SELECTED EXTRACT:
:::::

Free
- fahlmana
- May 8
- 3 min read
When things ended 5 years ago with someone I had built 11 years with, I can still hear the disbelief in my mothers voice when I called her that first time. It was a random weekday. It was a random time mid-day. My heart was racing. I was pacing the living room. I couldn’t sit still as the phone rang.
When she picked up, I almost chickened out. I was incredibly close to just saying hello and that I was checking in and saying hi. It was that knee jerk reaction to years and years and years of hiding who I really was underneath and the pain that resided there. I told her I needed to leave him; that things were over. That I was unhappy. That I was more than unhappy; that I was so incredibly buried in the depth of my pain.
To this day I still hear the complete shock in her voice. Talk about a blindside. She had not seen this in me. She had not known how I felt for so long. She did not have a clue. In everyone’s mind we were going to get married. We were going to have babies. We were going to make it another 11 years and then another 11 and another 11 after that. We had bought a house together. We had dogs together. We had built roots so deeply together.
Of course she was shocked. I didn’t allow anyone in. The thought of someone seeing me in pain was so abhorrent to me that I chose to stay in the pain. And damn did I sit in it for a long time. I couldn’t even share with my own mother, let alone anyone else that I had already drowned and was just sitting at the bottom of the swimming pool looking up.
I was a pretend. Even to myself most of the time. Not one person outside of my partner at the time could have guessed the turmoil inside, the tears so desperate to come out but that stayed so locked inside, the fear in my eyes that I allowed no one to look close enough into. I smiled and laughed and conversed in the socially appropriate moments. I was the happy one; the joyful one; the one on the trajectory we as a society claim to be the path of the “should's”.

:::::

STORED DATA:
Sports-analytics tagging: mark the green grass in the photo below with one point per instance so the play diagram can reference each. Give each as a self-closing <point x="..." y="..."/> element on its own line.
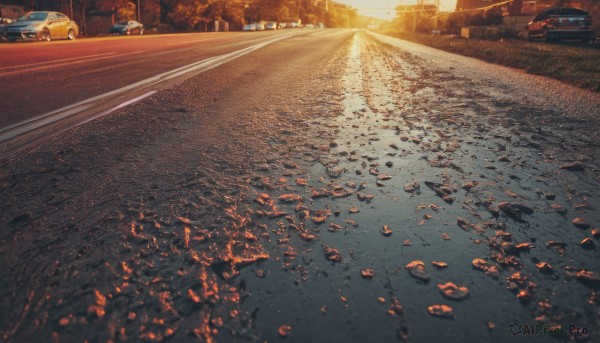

:::::

TO DO:
1 > Decide whether each statement agrees with the essay, and answer yes or no, quoting the words that settle it. (a) The writer made that first call to their mother on a weekend. (b) The writer and the partner had bought a house together. (c) The writer's mother had long known how the writer felt.
2 > According to the essay, how many years had the writer built with the person before things ended?
3 > Repeat the passage of the essay between "To this day" and "so deeply together.", inclusive, word for word.
The data has no role in this work.

ANSWERS PROVIDED:
1 >
(a) No: "It was a random weekday."
(b) Yes: "We had bought a house together."
(c) No: "She had not known how I felt for so long."

2 > 11 years.

3 >
To this day I still hear the complete shock in her voice. Talk about a blindside. She had not seen this in me. She had not known how I felt for so long. She did not have a clue. In everyone’s mind we were going to get married. We were going to have babies. We were going to make it another 11 years and then another 11 and another 11 after that. We had bought a house together. We had dogs together. We had built roots so deeply together.